→ **What the exercise asks**
All of the entries must be duplicated exactly.

Stored data
• • • • •

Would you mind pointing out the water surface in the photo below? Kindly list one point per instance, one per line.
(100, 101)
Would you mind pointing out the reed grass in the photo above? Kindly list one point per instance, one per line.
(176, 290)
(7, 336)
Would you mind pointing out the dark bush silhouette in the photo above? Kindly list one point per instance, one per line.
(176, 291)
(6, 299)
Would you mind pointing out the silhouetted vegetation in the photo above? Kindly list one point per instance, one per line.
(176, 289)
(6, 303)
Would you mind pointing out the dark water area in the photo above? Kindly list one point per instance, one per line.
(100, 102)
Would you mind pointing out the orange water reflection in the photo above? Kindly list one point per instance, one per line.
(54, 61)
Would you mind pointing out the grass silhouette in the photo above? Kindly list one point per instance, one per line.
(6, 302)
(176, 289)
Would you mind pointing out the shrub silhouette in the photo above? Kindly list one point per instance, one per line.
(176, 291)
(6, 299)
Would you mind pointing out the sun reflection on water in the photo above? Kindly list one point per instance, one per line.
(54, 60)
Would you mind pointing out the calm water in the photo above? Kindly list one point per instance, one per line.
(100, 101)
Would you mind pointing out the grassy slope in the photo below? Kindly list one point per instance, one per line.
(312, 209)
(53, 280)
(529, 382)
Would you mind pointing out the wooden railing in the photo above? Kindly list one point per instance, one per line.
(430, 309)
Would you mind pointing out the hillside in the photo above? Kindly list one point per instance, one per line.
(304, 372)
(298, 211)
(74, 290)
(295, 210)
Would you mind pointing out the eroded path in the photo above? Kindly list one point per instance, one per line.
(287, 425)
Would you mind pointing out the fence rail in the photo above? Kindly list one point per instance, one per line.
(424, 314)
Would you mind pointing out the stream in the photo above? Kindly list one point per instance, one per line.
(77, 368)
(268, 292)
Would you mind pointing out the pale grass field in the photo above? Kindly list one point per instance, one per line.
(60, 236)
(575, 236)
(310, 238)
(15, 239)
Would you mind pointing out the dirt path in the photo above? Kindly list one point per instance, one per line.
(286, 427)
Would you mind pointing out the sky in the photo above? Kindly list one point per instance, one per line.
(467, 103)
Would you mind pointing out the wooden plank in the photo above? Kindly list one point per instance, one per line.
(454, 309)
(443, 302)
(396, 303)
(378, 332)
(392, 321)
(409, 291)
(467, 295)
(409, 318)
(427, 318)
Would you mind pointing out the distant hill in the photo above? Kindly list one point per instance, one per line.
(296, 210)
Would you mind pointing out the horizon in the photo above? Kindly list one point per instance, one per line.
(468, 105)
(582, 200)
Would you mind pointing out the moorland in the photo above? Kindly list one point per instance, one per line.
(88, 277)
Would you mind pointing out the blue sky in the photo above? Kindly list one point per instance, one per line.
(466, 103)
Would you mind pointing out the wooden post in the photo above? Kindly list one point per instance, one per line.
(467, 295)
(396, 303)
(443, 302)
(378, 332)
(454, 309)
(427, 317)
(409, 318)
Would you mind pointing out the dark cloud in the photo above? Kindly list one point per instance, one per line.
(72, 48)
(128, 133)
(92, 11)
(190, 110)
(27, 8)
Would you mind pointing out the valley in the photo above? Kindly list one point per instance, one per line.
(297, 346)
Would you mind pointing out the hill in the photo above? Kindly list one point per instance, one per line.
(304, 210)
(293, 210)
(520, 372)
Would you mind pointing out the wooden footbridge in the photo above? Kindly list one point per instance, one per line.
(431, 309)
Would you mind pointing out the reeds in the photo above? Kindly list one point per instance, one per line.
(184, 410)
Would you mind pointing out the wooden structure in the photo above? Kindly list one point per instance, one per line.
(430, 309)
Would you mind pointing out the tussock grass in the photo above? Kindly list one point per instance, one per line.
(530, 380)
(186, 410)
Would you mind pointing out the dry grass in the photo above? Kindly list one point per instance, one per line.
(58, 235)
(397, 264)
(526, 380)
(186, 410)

• • • • •

→ **Response for this exercise**
Would you mind pointing out the water surface in the photo below? Kindly list one point per instance, one per line.
(100, 101)
Would you mind pointing out the reed grass in the photo above? Kindly list one point per instance, one per line.
(176, 290)
(7, 336)
Would you mind pointing out the dark bush silhouette in the photo above? Kindly list one point per instance, one per line.
(176, 291)
(6, 299)
Would you mind pointing out the silhouetted vegetation in the photo above? Kindly list one point per instance, one per line.
(176, 289)
(6, 303)
Would you mind pointing out the dark water area in the photo above? Kindly list one point per instance, one per line.
(100, 102)
Would you mind pointing out the orange water reflection in the photo above? Kindly list one point per instance, one per line.
(54, 61)
Would you mind pointing out the grass silhouette in the photo above? Kindly list one point per instance, one per line.
(6, 302)
(176, 289)
Would you mind pointing out the shrub silhouette in the photo above? Kindly list one point per instance, one per line.
(176, 291)
(6, 299)
Would you mind pointing out the sun reflection on water in the photo above? Kindly list one point per instance, one per line.
(54, 60)
Would you mind pointing out the calm water in the photo above? Kindly list one point per instance, one per line.
(100, 101)
Would you mind pointing out the grassy slope in the photo below? Kindly list one point per instance, one per line.
(312, 209)
(53, 280)
(529, 382)
Would you mind pointing out the wooden railing in the photo above? Kindly list one point per instance, one per line.
(430, 309)
Would you mind pointing out the hillside in the photo above? Kindly list one point per instance, one per line.
(304, 372)
(298, 211)
(74, 290)
(295, 210)
Would you mind pointing out the eroded path in the photo above? Kindly list one point per instance, one per line.
(287, 425)
Would you mind pointing out the fence rail in the photo above? Kindly list one point per instance, one per line.
(424, 314)
Would you mind pointing out the stream in the photo above? Kindly list one point per instance, one per line.
(77, 368)
(268, 292)
Would you mind pointing out the pale grass field in the photo above? Kindly list one point per instance, one per line.
(60, 236)
(575, 236)
(310, 238)
(15, 239)
Would you mind pointing out the dirt path in the photo above? Kindly list one point per instance, one per line.
(286, 427)
Would you mind pointing out the sky in the photo above? Kindly list one point per instance, one per line.
(467, 103)
Would you mind pointing out the wooden plank in the photo above? Kindly list one point per instance, one per line.
(454, 309)
(443, 302)
(396, 303)
(378, 332)
(392, 321)
(409, 291)
(467, 295)
(409, 318)
(427, 318)
Would you mind pointing out the distant hill in the photo above? Kindly list one point per instance, one per line.
(296, 210)
Would you mind pointing out the horizon in the photo above? Kindly list one point per instance, one per line.
(468, 105)
(582, 200)
Would you mind pointing out the moorland in the photo above? Kindly list one point per instance, one per line.
(88, 277)
Would you mind pointing out the blue sky in the photo above? Kindly list one point per instance, one per line.
(466, 103)
Would you mind pointing out the wooden post in the photo above? Kindly list one point per instance, one per line.
(467, 295)
(396, 303)
(443, 302)
(378, 332)
(454, 309)
(427, 317)
(409, 318)
Would you mind pointing out the dark cloud in the photo above? Kindly list one point per instance, one per line.
(72, 48)
(128, 133)
(92, 11)
(190, 110)
(27, 8)
Would you mind pointing out the valley in the photo above? Kindly list one point per instance, one per line.
(297, 346)
Would you mind pointing out the hill in the photo above? Kindly list one point per instance, one per line.
(304, 210)
(293, 210)
(520, 372)
Would you mind pointing out the wooden footbridge in the photo above? Kindly list one point per instance, one per line.
(431, 309)
Would you mind pointing out the reeds in the photo above? Kindly list one point per instance, one per line.
(184, 410)
Would you mind pointing out the wooden structure in the photo above? Kindly list one point per instance, one per line.
(430, 309)
Would you mind pointing out the tussock grass in the photo above? Kindly list one point per instance, one per line.
(530, 380)
(186, 410)
Would you mind pointing out the dry grass in the photo above? Kindly list one point per instance, one per line.
(58, 235)
(397, 264)
(526, 380)
(186, 410)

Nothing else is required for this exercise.